──────── SUPPLIED TEXT

Taking Account of Race and Privilege

Chapter Learning Outcomes

By the end of this chapter, you should be able to:
  • Differentiate between race and ethnicity, and distinguish between different forms of racism
  • Understand what is meant by the social construction of race
  • Describe demographic shifts in American society along racial/ethnic lines
  • Explain race at the level of identities, ideologies, and institutions
In August 2006, three nooses were hung from a tree outside a high school in Jena, Louisiana, where a black student had stood the day before. The tree, known by students and faculty as "the white tree," was in an area where white students normally gathered. The incident led to the suspension of three white students and an off-campus fight between a white student and several black students, followed by the arrest and expulsion of the six black students involved in the fight. The small town of Jena became an example of ongoing racial conflict.
The six black students arrested, ranging in age from fifteen to seventeen, faced charges of attempted second degree murder and conspiracy to commit murder for the beating of the white student and were charged as adults, facing between twenty and one hundred years in prison if convicted. The first of the Jena Six to be tried was Mychal Bell, and he was convicted of aggravated battery and conspiracy by an all-white jury and faced up to twenty-two years in prison. His conviction was later overturned because he should have been charged as a juvenile, yet he still spent almost two years in prison. Eventually, all six defendants were charged as juveniles and pled guilty to simple battery.
The story generated national attention, with many arguing that the initial charges of attempted murder were excessive and racially discriminatory. On September 20, 2007, between fifteen thousand and twenty thousand protestors marched in Jena in support of the Jena 6, and similar protests were held throughout the country, leading some to describe this as the largest civil rights protest in decades.

────────────────

• REQUESTS
A. According to the passage, how many protestors marched in Jena on September 20, 2007?
B. Summarize the passage in two sentences.
The material that follows has no connection to the passage.

──────── DATASET CONTENT

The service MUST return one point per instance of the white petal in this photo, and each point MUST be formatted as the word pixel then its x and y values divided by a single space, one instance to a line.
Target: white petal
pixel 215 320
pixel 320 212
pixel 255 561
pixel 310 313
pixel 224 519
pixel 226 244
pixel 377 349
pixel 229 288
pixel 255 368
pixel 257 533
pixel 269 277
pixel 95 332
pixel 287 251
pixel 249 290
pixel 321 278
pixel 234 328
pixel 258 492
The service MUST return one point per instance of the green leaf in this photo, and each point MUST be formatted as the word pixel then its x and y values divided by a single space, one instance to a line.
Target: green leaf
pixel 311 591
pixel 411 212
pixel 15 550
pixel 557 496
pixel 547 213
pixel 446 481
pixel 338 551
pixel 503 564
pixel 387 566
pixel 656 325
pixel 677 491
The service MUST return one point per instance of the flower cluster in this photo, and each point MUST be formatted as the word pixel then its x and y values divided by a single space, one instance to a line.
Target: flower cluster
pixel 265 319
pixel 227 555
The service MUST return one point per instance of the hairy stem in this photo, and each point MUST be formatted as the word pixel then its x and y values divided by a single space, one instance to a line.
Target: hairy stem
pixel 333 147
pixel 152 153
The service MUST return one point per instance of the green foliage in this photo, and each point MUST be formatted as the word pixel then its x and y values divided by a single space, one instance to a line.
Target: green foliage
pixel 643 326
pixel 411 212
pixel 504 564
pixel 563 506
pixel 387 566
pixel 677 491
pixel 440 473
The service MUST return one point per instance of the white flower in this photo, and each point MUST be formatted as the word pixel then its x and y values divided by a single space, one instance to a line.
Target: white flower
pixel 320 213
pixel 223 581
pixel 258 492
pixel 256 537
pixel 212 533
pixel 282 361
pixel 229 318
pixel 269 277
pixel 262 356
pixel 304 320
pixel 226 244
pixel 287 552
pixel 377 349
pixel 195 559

────────────────

• OUTPUTS BY TASK
A. Between fifteen thousand and twenty thousand.

B. In August 2006, three nooses hung from a tree outside a Jena, Louisiana, high school led to an off-campus fight, after which six black students were charged as adults with attempted second degree murder, though all six were eventually charged as juveniles and pled guilty to simple battery. The case drew national attention from many who called the initial charges excessive and racially discriminatory, and between fifteen thousand and twenty thousand protestors marched in Jena on September 20, 2007.